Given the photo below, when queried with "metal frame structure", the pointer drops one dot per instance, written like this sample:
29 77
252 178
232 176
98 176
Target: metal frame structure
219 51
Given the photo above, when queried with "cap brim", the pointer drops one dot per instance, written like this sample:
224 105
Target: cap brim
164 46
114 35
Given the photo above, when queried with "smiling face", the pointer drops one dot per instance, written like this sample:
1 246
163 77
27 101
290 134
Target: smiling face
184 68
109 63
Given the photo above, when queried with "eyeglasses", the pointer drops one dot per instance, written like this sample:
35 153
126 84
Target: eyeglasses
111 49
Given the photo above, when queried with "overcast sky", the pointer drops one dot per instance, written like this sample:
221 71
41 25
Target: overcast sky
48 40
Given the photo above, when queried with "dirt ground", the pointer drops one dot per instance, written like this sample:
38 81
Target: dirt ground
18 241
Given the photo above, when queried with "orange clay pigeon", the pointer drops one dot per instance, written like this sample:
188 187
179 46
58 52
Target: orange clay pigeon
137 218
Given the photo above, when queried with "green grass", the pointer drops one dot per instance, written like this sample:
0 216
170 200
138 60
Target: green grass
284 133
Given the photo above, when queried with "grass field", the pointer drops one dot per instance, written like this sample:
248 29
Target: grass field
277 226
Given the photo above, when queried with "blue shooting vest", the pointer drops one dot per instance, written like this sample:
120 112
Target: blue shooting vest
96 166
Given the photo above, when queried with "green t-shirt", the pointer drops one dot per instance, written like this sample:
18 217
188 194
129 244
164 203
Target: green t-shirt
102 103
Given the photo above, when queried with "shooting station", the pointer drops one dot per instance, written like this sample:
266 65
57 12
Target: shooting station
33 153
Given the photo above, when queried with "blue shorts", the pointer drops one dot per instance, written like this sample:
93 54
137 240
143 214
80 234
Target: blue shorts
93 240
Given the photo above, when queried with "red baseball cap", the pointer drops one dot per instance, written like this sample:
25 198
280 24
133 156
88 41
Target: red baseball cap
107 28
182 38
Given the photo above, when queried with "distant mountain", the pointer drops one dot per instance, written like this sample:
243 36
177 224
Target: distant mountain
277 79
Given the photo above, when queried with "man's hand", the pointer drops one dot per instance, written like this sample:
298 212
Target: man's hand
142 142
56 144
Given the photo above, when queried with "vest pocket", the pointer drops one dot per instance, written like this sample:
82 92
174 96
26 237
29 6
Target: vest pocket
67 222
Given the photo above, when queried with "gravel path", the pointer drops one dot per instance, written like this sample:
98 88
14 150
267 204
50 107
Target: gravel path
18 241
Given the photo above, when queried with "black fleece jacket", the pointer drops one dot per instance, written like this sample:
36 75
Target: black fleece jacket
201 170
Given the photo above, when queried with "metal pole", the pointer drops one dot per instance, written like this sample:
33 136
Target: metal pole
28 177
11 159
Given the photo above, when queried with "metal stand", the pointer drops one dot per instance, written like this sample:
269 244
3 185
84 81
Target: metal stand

- GIVEN TASK
Give the entries again in full, exactly as they are written.

- EXERCISE RESULT
Given the photo below, when queried with "metal frame structure", the pointer drops one dot per instance, written like this sample:
29 77
252 178
232 176
98 176
Target: metal frame structure
219 51
Given the photo above, when queried with "cap brim", the pointer drops one dot per instance, written like this sample:
224 105
Target: cap brim
164 46
114 35
Given the photo above, when queried with "smiling face", the pointer drops one dot per instance, written like this sample:
1 246
163 77
27 101
290 134
Target: smiling face
184 68
109 63
Given the photo above, when queried with "eyeglasses", the pointer drops one dot per instance, written like this sample:
35 153
126 84
Target: eyeglasses
111 49
Given the photo above, when queried with "overcast sky", the pointer drops one dot per instance, written like this sample:
221 71
41 25
Target: overcast sky
48 40
Given the photo above, when queried with "dirt ground", the pointer drops one dot per instance, written like this sample:
38 81
Target: dirt ground
18 241
Given the photo above, when queried with "orange clay pigeon", the pointer drops one dot per instance, written like this sample:
188 187
179 46
58 52
Target: orange clay pigeon
137 218
Given the photo above, when queried with "green grass", the pointer drops one dot per instance, written like this sample:
0 216
170 200
138 60
Target: green grass
284 133
Given the photo above, when queried with "grass field", the pointer drops one dot per instance, written like this sample:
248 29
Target: grass field
277 226
Given the photo above, when queried with "blue shooting vest", the pointer drops one dot per instance, written like this sample:
120 112
Target: blue shooting vest
96 166
Given the photo above, when queried with "green t-shirt", the pointer drops one dot per instance, written like this sample:
18 217
188 194
129 244
164 203
Target: green t-shirt
102 103
Given the photo above, when queried with "shooting station", the pointer drops one dot per instance, written like this sample:
266 65
57 12
Target: shooting station
33 153
Given the photo above, when queried with "blue shorts", the pointer drops one dot per instance, written like this sample:
93 54
137 240
143 214
80 234
Target: blue shorts
93 240
Given the photo above, when queried with "red baseball cap", the pointer drops one dot per instance, written like this sample:
25 198
280 24
133 156
88 41
Target: red baseball cap
107 28
182 38
Given the photo above, when queried with "distant mountain", the pointer drops one dot per instance, written like this sample:
243 36
177 224
Target: distant mountain
277 79
Given the photo above, when queried with "man's hand", the pointer drops one dot per instance, written like this sample:
298 212
Target: man's hand
142 142
56 144
Given the photo above, when queried with "vest pocket", the pointer drops one dot per instance, written like this sample:
82 92
174 96
26 237
29 6
Target: vest pocket
67 222
Given the photo above, when queried with "gravel path", the pointer drops one dot per instance, written like this sample:
98 88
14 150
267 204
50 107
Target: gravel path
18 241
Given the photo above, when queried with "black fleece jacket", the pointer drops one dot per instance, written like this sample:
36 75
Target: black fleece jacket
201 170
Given the photo above, when queried with "metal pole", the pointer drops one dot per instance, written like this sample:
33 136
Target: metal pole
28 177
11 159
Given the photo above, when queried with "metal stand", the pointer drops one dot per instance, written like this sample:
269 244
3 185
84 81
Target: metal stand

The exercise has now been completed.